Given exercise
Write out every entry exactly as it stands.

Dataset records
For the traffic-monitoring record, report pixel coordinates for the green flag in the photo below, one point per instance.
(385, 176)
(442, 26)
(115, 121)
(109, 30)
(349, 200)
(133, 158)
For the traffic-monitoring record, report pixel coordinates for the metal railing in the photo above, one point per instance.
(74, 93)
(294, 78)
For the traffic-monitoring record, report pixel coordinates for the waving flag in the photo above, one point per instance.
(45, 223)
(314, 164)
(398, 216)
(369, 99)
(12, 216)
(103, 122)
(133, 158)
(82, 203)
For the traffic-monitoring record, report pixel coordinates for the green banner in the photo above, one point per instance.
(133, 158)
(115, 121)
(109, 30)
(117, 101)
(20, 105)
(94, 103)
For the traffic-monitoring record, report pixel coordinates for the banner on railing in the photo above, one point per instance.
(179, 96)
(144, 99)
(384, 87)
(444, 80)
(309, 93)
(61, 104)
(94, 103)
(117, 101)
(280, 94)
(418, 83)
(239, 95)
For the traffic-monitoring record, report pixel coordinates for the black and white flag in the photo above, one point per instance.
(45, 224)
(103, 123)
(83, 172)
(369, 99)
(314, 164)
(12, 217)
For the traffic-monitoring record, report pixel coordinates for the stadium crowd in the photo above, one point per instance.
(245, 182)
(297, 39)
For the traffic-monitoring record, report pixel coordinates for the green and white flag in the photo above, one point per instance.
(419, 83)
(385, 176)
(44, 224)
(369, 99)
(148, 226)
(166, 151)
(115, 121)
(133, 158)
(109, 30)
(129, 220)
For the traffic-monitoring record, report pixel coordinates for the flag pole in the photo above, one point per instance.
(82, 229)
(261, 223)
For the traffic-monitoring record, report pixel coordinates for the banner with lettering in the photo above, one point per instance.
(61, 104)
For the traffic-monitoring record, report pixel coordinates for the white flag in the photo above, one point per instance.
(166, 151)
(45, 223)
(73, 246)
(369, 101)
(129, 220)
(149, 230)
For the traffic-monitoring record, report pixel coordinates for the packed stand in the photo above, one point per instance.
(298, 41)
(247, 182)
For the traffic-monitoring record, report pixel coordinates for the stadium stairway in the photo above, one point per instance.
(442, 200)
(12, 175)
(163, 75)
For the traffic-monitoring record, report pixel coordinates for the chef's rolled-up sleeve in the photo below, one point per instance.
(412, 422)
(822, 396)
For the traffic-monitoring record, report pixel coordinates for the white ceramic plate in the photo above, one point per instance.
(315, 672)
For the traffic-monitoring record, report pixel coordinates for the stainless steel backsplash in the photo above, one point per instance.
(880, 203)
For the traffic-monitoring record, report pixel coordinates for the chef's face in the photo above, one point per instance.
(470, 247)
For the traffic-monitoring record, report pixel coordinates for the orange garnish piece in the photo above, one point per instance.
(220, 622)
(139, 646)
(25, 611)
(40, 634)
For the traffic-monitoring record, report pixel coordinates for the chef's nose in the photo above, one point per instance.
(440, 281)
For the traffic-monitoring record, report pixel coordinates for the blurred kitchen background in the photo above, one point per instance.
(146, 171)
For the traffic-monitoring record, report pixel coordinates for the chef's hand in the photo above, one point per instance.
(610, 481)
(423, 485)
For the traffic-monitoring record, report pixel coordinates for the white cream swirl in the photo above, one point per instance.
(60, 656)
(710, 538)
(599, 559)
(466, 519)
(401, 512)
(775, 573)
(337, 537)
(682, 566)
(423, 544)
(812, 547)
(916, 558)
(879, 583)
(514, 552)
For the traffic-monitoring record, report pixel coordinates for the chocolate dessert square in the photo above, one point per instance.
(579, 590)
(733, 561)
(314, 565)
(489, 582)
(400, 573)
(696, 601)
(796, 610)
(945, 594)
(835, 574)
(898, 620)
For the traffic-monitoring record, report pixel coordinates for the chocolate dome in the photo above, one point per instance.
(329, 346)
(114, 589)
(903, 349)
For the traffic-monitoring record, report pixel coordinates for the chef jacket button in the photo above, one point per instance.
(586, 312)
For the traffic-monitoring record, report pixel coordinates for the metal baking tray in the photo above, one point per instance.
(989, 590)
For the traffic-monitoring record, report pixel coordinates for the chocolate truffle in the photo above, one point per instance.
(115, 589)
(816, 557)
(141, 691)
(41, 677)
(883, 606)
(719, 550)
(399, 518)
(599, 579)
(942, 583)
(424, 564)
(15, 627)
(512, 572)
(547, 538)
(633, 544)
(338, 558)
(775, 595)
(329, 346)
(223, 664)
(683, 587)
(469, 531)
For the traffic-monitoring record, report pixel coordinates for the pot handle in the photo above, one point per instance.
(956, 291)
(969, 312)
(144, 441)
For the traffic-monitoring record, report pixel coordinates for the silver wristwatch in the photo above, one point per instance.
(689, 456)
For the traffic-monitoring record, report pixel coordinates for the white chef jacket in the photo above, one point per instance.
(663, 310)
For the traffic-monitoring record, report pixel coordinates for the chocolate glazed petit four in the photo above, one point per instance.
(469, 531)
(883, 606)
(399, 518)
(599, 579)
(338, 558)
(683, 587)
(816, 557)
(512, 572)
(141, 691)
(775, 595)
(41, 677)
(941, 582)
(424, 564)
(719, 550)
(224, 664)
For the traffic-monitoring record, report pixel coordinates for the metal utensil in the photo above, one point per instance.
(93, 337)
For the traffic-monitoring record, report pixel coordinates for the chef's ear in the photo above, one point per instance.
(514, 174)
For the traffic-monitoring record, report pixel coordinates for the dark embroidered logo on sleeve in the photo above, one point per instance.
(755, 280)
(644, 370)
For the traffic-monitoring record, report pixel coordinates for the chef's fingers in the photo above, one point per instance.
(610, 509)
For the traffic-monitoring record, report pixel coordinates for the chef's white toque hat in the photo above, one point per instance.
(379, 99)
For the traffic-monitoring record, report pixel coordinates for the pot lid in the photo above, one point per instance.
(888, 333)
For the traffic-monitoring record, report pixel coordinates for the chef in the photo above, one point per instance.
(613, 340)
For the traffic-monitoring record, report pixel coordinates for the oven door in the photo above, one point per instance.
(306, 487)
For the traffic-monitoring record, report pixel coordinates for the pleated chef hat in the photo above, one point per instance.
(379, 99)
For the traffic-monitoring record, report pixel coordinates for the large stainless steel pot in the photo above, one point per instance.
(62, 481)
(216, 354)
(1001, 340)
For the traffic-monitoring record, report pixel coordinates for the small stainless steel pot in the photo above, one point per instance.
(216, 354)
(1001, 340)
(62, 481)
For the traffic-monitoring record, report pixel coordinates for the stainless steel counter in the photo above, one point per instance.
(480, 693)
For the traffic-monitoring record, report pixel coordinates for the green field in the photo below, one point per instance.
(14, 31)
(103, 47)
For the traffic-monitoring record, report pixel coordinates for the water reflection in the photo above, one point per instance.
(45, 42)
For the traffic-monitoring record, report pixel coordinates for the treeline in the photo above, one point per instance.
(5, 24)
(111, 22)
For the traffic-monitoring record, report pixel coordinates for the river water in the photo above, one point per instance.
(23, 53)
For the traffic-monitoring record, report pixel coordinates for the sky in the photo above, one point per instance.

Exercise solution
For the traffic-monitoring record, report pixel coordinates for the green flag in the photo below, one point per instance.
(385, 176)
(442, 26)
(115, 121)
(109, 30)
(349, 200)
(133, 158)
For the traffic-monitoring record, report pixel coordinates for the metal railing in the photo above, one point per instance.
(74, 93)
(294, 78)
For the traffic-monitoring record, report pixel coordinates for the waving flag in the photo above, one point per instance.
(45, 223)
(314, 164)
(398, 216)
(369, 99)
(12, 216)
(103, 122)
(133, 158)
(82, 203)
For the traffic-monitoring record, report pixel coordinates for the green banner in the photo above, one point per instance.
(133, 158)
(115, 121)
(109, 30)
(117, 101)
(20, 105)
(94, 103)
For the traffic-monitoring record, report pixel coordinates for the banner on railing in the photo above, one point per instance.
(179, 96)
(144, 99)
(384, 87)
(444, 80)
(309, 93)
(61, 104)
(94, 103)
(117, 101)
(280, 94)
(418, 83)
(239, 95)
For the traffic-monitoring record, report pixel coordinates for the black and white flag in the photo above, one point per instance.
(45, 224)
(103, 123)
(83, 172)
(369, 99)
(314, 164)
(12, 217)
For the traffic-monitoring record, report pixel coordinates for the stadium crowd in the photo above, one point per instance.
(245, 182)
(297, 39)
For the traffic-monitoring record, report pixel coordinates for the green and white flag in the photo above, one point per instance.
(419, 83)
(385, 176)
(44, 224)
(369, 99)
(148, 226)
(166, 151)
(115, 121)
(133, 158)
(109, 30)
(129, 220)
For the traffic-monitoring record, report pixel coordinates for the flag pole in the photo above, one point per instance.
(82, 229)
(261, 223)
For the traffic-monitoring record, report pixel coordinates for the banner with lettering in the photo above, one point per instance.
(61, 104)
For the traffic-monitoring record, report pixel coordinates for the white flag in the photo above, one point per instance.
(166, 151)
(45, 223)
(73, 246)
(369, 101)
(129, 220)
(149, 230)
For the traffic-monitoring record, report pixel coordinates for the packed stand in the photo above, one point per instance.
(298, 41)
(247, 182)
For the traffic-monitoring record, report pixel coordinates for the stadium stairway in the photo above, one point per instance.
(442, 200)
(12, 175)
(163, 75)
For the traffic-monitoring record, report pixel coordinates for the chef's rolled-up sleeve in the photo below, one point per instance.
(412, 422)
(822, 396)
For the traffic-monitoring record, report pixel coordinates for the white ceramic plate in the photo above, one point per instance.
(315, 672)
For the traffic-monitoring record, report pixel coordinates for the stainless steel backsplash in the photo above, one point per instance.
(880, 203)
For the traffic-monitoring record, report pixel coordinates for the chef's face in the photo above, one point per instance.
(470, 247)
For the traffic-monitoring record, report pixel coordinates for the orange garnish piece in the photo above, one point per instance.
(220, 622)
(139, 646)
(25, 611)
(40, 634)
For the traffic-monitoring record, report pixel coordinates for the chef's nose in the photo above, one point per instance.
(440, 281)
For the traffic-monitoring record, report pixel coordinates for the blurred kitchen background in the photo above, one point per instance.
(146, 171)
For the traffic-monitoring record, report pixel coordinates for the chef's hand in the photo above, one point per instance.
(610, 481)
(423, 485)
For the traffic-monitoring record, report pixel coordinates for the white cream swirl in the photo above, one point per instance.
(60, 656)
(710, 538)
(599, 559)
(466, 519)
(401, 512)
(775, 573)
(337, 537)
(682, 566)
(423, 544)
(812, 547)
(916, 558)
(879, 583)
(514, 552)
For the traffic-monitoring record, report pixel coordinates for the chocolate dessert square in the photo above, one point per instance.
(579, 590)
(733, 561)
(314, 565)
(489, 582)
(400, 573)
(696, 601)
(796, 610)
(945, 594)
(835, 574)
(898, 620)
For the traffic-monitoring record, report pixel coordinates for the chocolate dome in the photo above, one point per instance.
(329, 346)
(114, 589)
(903, 349)
For the traffic-monitoring record, report pixel coordinates for the chef jacket button in the photo above, one point per instance.
(586, 312)
For the traffic-monitoring record, report pixel coordinates for the metal baking tray in the photo above, one point per instance.
(989, 590)
For the traffic-monitoring record, report pixel coordinates for the chocolate truffle in the photo above, one point per instance.
(115, 589)
(816, 557)
(141, 691)
(41, 677)
(883, 606)
(719, 550)
(399, 518)
(599, 579)
(942, 583)
(424, 564)
(15, 627)
(512, 572)
(547, 538)
(633, 544)
(338, 558)
(775, 595)
(329, 346)
(223, 664)
(683, 587)
(469, 531)
For the traffic-monitoring record, report pixel coordinates for the pot handle in the photo above, one point per instance.
(956, 291)
(969, 312)
(144, 441)
For the traffic-monitoring record, report pixel coordinates for the silver wristwatch in the photo above, one point per instance.
(689, 456)
For the traffic-monitoring record, report pixel coordinates for the white chef jacket in the photo above, one point per instance.
(663, 310)
For the traffic-monitoring record, report pixel coordinates for the chocolate glazed petit four in the photo above, one point per instance.
(469, 531)
(883, 606)
(399, 518)
(599, 579)
(338, 558)
(683, 587)
(816, 557)
(512, 572)
(141, 691)
(775, 595)
(41, 677)
(941, 582)
(424, 564)
(719, 550)
(224, 664)
For the traffic-monitoring record, report pixel coordinates for the metal utensil in the photo above, one point per instance.
(93, 337)
For the traffic-monitoring record, report pixel coordinates for the chef's ear in the photo above, one point per instance.
(514, 174)
For the traffic-monitoring record, report pixel coordinates for the dark embroidered logo on sleeve in the photo above, one point per instance.
(755, 280)
(644, 370)
For the traffic-monitoring record, report pixel coordinates for the chef's fingers in the photo above, one point per instance.
(610, 509)
For the traffic-monitoring record, report pixel coordinates for the chef's white toque hat in the photo above, one point per instance.
(379, 99)
For the traffic-monitoring record, report pixel coordinates for the pot lid in the photo above, one point per instance.
(888, 333)
For the traffic-monitoring record, report pixel coordinates for the chef in the photo above, one point per instance.
(613, 340)
For the traffic-monitoring record, report pixel coordinates for the oven door in the photo above, one point per instance.
(306, 487)
For the traffic-monitoring record, report pixel coordinates for the pleated chef hat in the photo above, one point per instance.
(379, 99)
For the traffic-monitoring record, report pixel coordinates for the large stainless steel pot in the photo above, one point per instance.
(62, 481)
(216, 354)
(1001, 340)
For the traffic-monitoring record, report pixel coordinates for the small stainless steel pot in the photo above, one point per instance.
(216, 354)
(1001, 340)
(62, 481)
For the traffic-monitoring record, report pixel coordinates for the stainless steel counter in the photo above, one point per instance.
(480, 693)
For the traffic-monitoring record, report pixel coordinates for the green field in the photo below, one point per instance.
(14, 31)
(103, 47)
For the traffic-monitoring record, report pixel coordinates for the water reflection in the photo above, one point per instance.
(45, 42)
For the traffic-monitoring record, report pixel coordinates for the treeline in the photo above, one point per instance.
(5, 24)
(111, 22)
For the traffic-monitoring record, report pixel coordinates for the river water in the photo above, one point per instance.
(23, 53)
For the traffic-monitoring record, report pixel coordinates for the sky in the photo above, one point per instance.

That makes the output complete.